Given exercise A
Reproduce the passage on early warnings about global warming between "With regard to" and "Johnson - in 1965.", inclusive.

Document segment
Kevin wrote: "Global warming and skyrocketing income inequality are problems that didn't even exist in 1980 ..."
With regard to global warming, this is wrong. According to the UC San Diego Environment and Sustainability Initiative:
"This generation has altered the composition of the atmosphere on a global scale through ... a steady increase in carbon dioxide from the burning of fossil fuels."
If you were to guess which leading US politician made this statement to Congress, who would you go for: Al Gore? Bill Clinton? Jimmy Carter? It was in fact president Lyndon B Johnson - in 1965.
[...]
By the time Lyndon Johnson issued his warning, the science of global warming had been long understood. In the 1890s, Swedish scientist Svante Arrhenius calculated that a doubling of atmospheric CO2 would lead to global temperature increases of 5-6 degrees. Over 100 years later, the Intergovernmental Panel on Climate Change (IPCC) has borne out the uncanny accuracy of his calculations.
In 1957, US scientists Roger Revelle and Hans Suess warned that human-generated greenhouse gases could destabilise the climate, with profound consequences.
The following year another scientist, Charles Keeling, began systematically measuring atmospheric CO2 levels. Within just seven years, Keeling had pinpointed a steady, year-on-year increase in CO2. In early 1965, the US president's Science Advisory Committee stated: "By the year 2000 there will be about 25 per cent more CO2 in our atmosphere than at present and this will modify the heat balance of the atmosphere to such an extent that marked changes in climate, not controllable through local or even national efforts, could occur."
[...]
The evidence continued to build during the 1970s, when US president Jimmy Carter commissioned major studies to examine the likely impact of increasing US coal usage in the wake of the oil shocks. In 1979, the Jason Committee reported that at then-current rates of fossil fuel burning, atmospheric CO2 levels would have doubled by 2035, and this would "perturb . . . [the] climate by altering the radiative properties of the atmosphere".

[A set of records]
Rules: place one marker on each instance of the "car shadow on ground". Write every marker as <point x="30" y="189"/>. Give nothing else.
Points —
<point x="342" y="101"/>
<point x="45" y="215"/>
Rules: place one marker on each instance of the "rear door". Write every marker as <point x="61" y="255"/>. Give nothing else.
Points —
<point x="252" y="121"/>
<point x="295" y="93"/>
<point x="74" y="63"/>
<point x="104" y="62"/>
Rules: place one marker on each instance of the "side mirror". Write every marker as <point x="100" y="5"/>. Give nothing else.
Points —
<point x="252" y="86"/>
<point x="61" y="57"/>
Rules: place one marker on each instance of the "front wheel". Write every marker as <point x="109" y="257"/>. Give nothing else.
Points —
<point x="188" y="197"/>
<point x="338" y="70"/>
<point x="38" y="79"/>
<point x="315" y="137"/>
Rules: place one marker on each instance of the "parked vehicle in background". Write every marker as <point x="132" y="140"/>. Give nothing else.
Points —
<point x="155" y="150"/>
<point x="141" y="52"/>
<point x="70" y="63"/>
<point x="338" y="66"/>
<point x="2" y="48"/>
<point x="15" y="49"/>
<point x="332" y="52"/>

Given exercise B
Pick out every line of the records that contains the word "Write".

Task output A
With regard to global warming, this is wrong. According to the UC San Diego Environment and Sustainability Initiative:
"This generation has altered the composition of the atmosphere on a global scale through ... a steady increase in carbon dioxide from the burning of fossil fuels."
If you were to guess which leading US politician made this statement to Congress, who would you go for: Al Gore? Bill Clinton? Jimmy Carter? It was in fact president Lyndon B Johnson - in 1965.

Task output B
Rules: place one marker on each instance of the "car shadow on ground". Write every marker as <point x="30" y="189"/>. Give nothing else.
Rules: place one marker on each instance of the "rear door". Write every marker as <point x="61" y="255"/>. Give nothing else.
Rules: place one marker on each instance of the "side mirror". Write every marker as <point x="100" y="5"/>. Give nothing else.
Rules: place one marker on each instance of the "front wheel". Write every marker as <point x="109" y="257"/>. Give nothing else.
Rules: place one marker on each instance of the "parked vehicle in background". Write every marker as <point x="132" y="140"/>. Give nothing else.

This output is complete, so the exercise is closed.